• [Given task]:
List each line in the rows below that contains the word "every".

• [Record excerpts]:

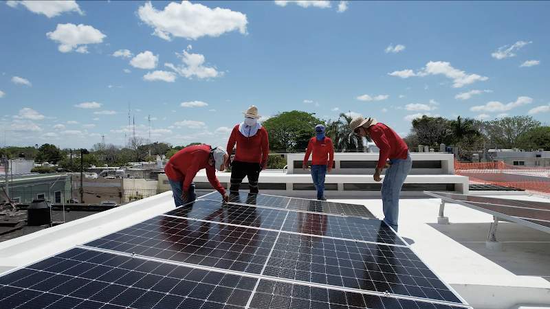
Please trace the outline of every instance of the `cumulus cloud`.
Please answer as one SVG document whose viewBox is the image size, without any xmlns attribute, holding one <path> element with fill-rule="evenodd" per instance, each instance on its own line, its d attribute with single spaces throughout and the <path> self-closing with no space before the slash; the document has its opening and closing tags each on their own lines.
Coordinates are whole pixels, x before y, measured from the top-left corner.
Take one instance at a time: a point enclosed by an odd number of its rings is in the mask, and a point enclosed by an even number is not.
<svg viewBox="0 0 550 309">
<path fill-rule="evenodd" d="M 89 44 L 98 44 L 103 42 L 106 35 L 91 25 L 73 23 L 58 23 L 55 31 L 47 32 L 46 36 L 52 41 L 58 42 L 58 49 L 62 53 L 76 52 L 87 54 Z"/>
<path fill-rule="evenodd" d="M 182 107 L 204 107 L 208 106 L 208 104 L 202 101 L 189 101 L 182 102 L 179 105 Z"/>
<path fill-rule="evenodd" d="M 340 1 L 338 3 L 338 13 L 342 13 L 348 10 L 348 2 L 349 1 Z"/>
<path fill-rule="evenodd" d="M 530 104 L 532 102 L 532 98 L 529 97 L 521 96 L 518 97 L 518 99 L 516 101 L 511 102 L 505 104 L 498 101 L 491 101 L 485 105 L 472 106 L 470 110 L 472 111 L 485 111 L 489 113 L 503 112 L 509 111 L 522 105 Z"/>
<path fill-rule="evenodd" d="M 94 112 L 94 115 L 115 115 L 116 114 L 116 111 L 99 111 L 96 112 Z"/>
<path fill-rule="evenodd" d="M 386 52 L 386 54 L 397 54 L 399 52 L 403 52 L 404 50 L 405 50 L 405 45 L 397 44 L 397 45 L 393 46 L 393 45 L 390 44 L 387 47 L 386 47 L 384 52 Z"/>
<path fill-rule="evenodd" d="M 531 108 L 527 112 L 529 115 L 535 115 L 538 114 L 540 113 L 548 113 L 550 112 L 550 104 L 548 105 L 541 105 L 540 106 L 535 107 L 534 108 Z"/>
<path fill-rule="evenodd" d="M 521 65 L 520 65 L 520 67 L 534 67 L 540 64 L 540 61 L 539 60 L 527 60 L 525 62 L 522 63 Z"/>
<path fill-rule="evenodd" d="M 33 13 L 42 14 L 50 19 L 66 12 L 76 12 L 80 15 L 84 14 L 74 0 L 8 1 L 6 4 L 12 8 L 15 8 L 21 4 Z"/>
<path fill-rule="evenodd" d="M 388 75 L 390 76 L 397 76 L 400 77 L 402 78 L 408 78 L 410 77 L 416 76 L 417 74 L 415 73 L 414 71 L 411 69 L 405 69 L 401 71 L 394 71 L 391 73 L 388 73 Z"/>
<path fill-rule="evenodd" d="M 485 81 L 489 79 L 487 76 L 481 76 L 478 74 L 467 74 L 464 71 L 455 69 L 451 65 L 450 62 L 446 61 L 430 61 L 426 63 L 424 68 L 417 73 L 415 73 L 411 69 L 405 69 L 388 73 L 388 75 L 402 78 L 408 78 L 412 76 L 443 75 L 447 78 L 452 80 L 452 87 L 454 88 L 461 88 L 478 81 Z"/>
<path fill-rule="evenodd" d="M 29 82 L 29 80 L 19 76 L 14 76 L 12 78 L 12 82 L 15 84 L 24 84 L 25 86 L 31 87 L 32 84 Z"/>
<path fill-rule="evenodd" d="M 132 56 L 133 56 L 133 54 L 128 49 L 118 49 L 113 53 L 113 57 L 130 58 Z"/>
<path fill-rule="evenodd" d="M 130 65 L 138 69 L 155 69 L 158 61 L 158 56 L 155 56 L 152 52 L 146 50 L 133 58 L 130 60 Z"/>
<path fill-rule="evenodd" d="M 206 60 L 204 55 L 188 53 L 186 50 L 176 55 L 182 58 L 183 65 L 176 66 L 172 63 L 165 63 L 164 65 L 186 78 L 213 78 L 223 75 L 223 72 L 218 71 L 215 67 L 204 65 Z"/>
<path fill-rule="evenodd" d="M 181 122 L 174 123 L 174 126 L 177 127 L 188 128 L 203 128 L 206 126 L 206 124 L 197 120 L 182 120 Z"/>
<path fill-rule="evenodd" d="M 42 120 L 45 118 L 43 115 L 29 107 L 24 107 L 19 110 L 19 114 L 13 116 L 15 119 L 26 119 L 30 120 Z"/>
<path fill-rule="evenodd" d="M 311 6 L 314 8 L 327 8 L 331 7 L 331 2 L 327 0 L 275 0 L 275 4 L 279 6 L 287 6 L 288 3 L 297 4 L 302 8 Z M 344 5 L 347 8 L 347 4 Z M 340 10 L 340 8 L 338 8 L 338 10 Z"/>
<path fill-rule="evenodd" d="M 387 100 L 388 98 L 390 98 L 389 95 L 375 95 L 374 97 L 371 97 L 368 94 L 364 94 L 362 95 L 357 97 L 357 100 L 360 101 L 366 101 L 366 102 L 383 101 L 384 100 Z"/>
<path fill-rule="evenodd" d="M 168 71 L 155 71 L 144 75 L 143 79 L 148 82 L 160 80 L 166 82 L 174 82 L 176 80 L 176 73 Z"/>
<path fill-rule="evenodd" d="M 84 102 L 78 104 L 75 104 L 74 107 L 78 107 L 78 108 L 92 109 L 99 108 L 102 105 L 102 104 L 101 103 L 98 103 L 96 102 Z"/>
<path fill-rule="evenodd" d="M 147 2 L 138 10 L 140 19 L 164 40 L 173 36 L 196 40 L 201 36 L 219 36 L 238 30 L 246 34 L 246 15 L 221 8 L 210 8 L 200 3 L 171 2 L 162 11 Z"/>
<path fill-rule="evenodd" d="M 498 47 L 498 49 L 491 54 L 493 58 L 501 60 L 505 58 L 515 57 L 516 52 L 518 51 L 527 44 L 532 43 L 532 41 L 526 42 L 525 41 L 518 41 L 512 45 L 504 45 Z"/>
<path fill-rule="evenodd" d="M 478 95 L 478 94 L 481 94 L 481 93 L 490 93 L 492 92 L 493 92 L 493 91 L 492 90 L 489 90 L 489 89 L 485 89 L 485 90 L 470 90 L 470 91 L 461 92 L 461 93 L 457 94 L 456 95 L 454 96 L 454 98 L 456 99 L 456 100 L 469 100 L 472 96 L 474 96 L 475 95 Z"/>
</svg>

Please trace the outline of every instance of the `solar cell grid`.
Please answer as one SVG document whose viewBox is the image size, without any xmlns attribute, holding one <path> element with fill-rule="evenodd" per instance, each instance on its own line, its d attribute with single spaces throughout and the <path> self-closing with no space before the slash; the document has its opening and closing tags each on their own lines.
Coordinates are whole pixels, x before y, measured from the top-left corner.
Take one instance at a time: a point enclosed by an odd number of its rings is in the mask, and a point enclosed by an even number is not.
<svg viewBox="0 0 550 309">
<path fill-rule="evenodd" d="M 448 305 L 361 294 L 262 279 L 250 307 L 288 309 L 452 309 Z"/>
<path fill-rule="evenodd" d="M 166 216 L 85 244 L 127 253 L 260 273 L 276 232 Z"/>
<path fill-rule="evenodd" d="M 222 204 L 212 201 L 197 201 L 192 205 L 171 210 L 167 215 L 239 225 L 280 229 L 286 210 L 236 204 Z"/>
<path fill-rule="evenodd" d="M 257 280 L 74 249 L 0 277 L 0 308 L 242 308 Z"/>
<path fill-rule="evenodd" d="M 283 231 L 406 246 L 384 221 L 289 211 Z"/>
<path fill-rule="evenodd" d="M 461 302 L 406 247 L 281 233 L 264 275 Z"/>
</svg>

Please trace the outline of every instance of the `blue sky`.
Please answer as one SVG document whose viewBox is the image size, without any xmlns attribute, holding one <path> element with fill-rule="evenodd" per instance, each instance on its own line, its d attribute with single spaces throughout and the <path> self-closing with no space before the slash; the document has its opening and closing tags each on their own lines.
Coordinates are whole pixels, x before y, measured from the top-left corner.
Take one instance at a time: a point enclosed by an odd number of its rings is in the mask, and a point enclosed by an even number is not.
<svg viewBox="0 0 550 309">
<path fill-rule="evenodd" d="M 8 145 L 224 145 L 242 111 L 550 122 L 544 2 L 0 3 Z M 1 137 L 3 145 L 3 136 Z"/>
</svg>

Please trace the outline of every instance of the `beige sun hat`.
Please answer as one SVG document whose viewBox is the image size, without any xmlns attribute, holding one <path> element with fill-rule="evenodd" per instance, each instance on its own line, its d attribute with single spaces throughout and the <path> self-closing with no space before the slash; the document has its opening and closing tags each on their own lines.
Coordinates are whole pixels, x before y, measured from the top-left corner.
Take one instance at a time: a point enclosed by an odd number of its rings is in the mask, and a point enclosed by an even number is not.
<svg viewBox="0 0 550 309">
<path fill-rule="evenodd" d="M 355 129 L 360 126 L 367 128 L 369 126 L 374 126 L 378 122 L 377 122 L 374 118 L 369 117 L 368 119 L 364 119 L 361 116 L 358 116 L 353 118 L 353 119 L 351 120 L 351 122 L 349 123 L 349 128 L 351 128 L 352 131 L 355 131 Z"/>
<path fill-rule="evenodd" d="M 254 105 L 249 107 L 248 109 L 243 111 L 243 113 L 245 114 L 245 117 L 250 117 L 250 118 L 259 119 L 261 117 L 258 115 L 258 108 Z"/>
</svg>

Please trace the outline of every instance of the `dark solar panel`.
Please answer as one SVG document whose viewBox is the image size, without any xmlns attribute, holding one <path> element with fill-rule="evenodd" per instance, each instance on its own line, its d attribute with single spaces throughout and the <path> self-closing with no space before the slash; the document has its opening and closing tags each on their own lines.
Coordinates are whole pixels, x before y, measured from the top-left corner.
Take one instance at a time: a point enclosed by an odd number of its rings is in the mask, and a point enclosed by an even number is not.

• [Solution to the problem]:
Please trace the outline of every instance of the `cumulus cloud`.
Please trace the outline of every instance of the `solar cell grid`.
Please trace the outline of every instance of the `blue sky`.
Please trace the outline of every instance of the `beige sun hat`.
Please trace the outline of every instance of the `dark solar panel`.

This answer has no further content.